:: Dataset entries ::

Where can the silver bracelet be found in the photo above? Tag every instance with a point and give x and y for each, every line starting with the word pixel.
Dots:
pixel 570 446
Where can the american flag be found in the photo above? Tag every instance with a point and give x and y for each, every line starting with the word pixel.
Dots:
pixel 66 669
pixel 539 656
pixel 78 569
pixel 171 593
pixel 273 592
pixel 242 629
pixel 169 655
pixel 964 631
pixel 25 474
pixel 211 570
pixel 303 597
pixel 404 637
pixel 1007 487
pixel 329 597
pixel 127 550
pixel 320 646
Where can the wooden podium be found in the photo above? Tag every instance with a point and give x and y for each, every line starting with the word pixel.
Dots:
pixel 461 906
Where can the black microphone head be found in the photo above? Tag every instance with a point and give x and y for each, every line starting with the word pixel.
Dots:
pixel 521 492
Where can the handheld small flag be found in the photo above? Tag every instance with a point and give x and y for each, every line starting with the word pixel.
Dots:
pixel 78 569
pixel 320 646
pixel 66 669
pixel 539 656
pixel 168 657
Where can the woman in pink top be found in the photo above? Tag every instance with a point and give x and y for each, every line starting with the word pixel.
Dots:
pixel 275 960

:::
:: Dataset entries ::

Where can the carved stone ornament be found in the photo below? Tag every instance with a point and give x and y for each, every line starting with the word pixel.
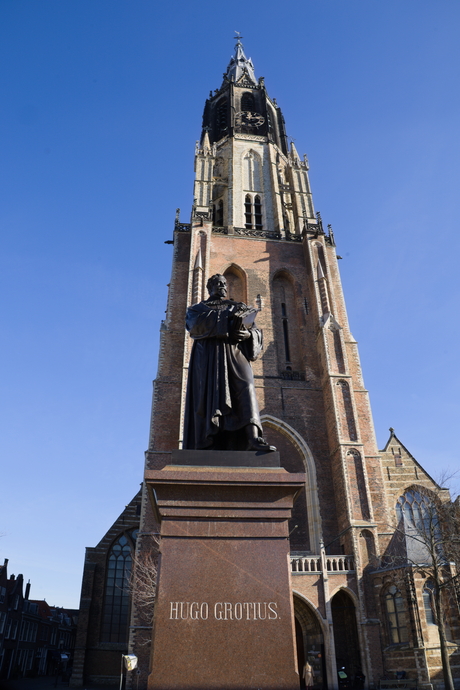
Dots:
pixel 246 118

:::

Starting at the line above that contains "Where can the silver", write out each line exactly until the line that contains "Where can the american" has been written, and stop there.

Completed task -
Where can the silver bracelet be found in the photo above? Tag every instance with a point and give x and y for each, every line starting with the word pixel.
Dots:
pixel 570 446
Where can the american flag be found in the photo above? Tag every instance with a point and give x and y for each, every line starting with the word pixel.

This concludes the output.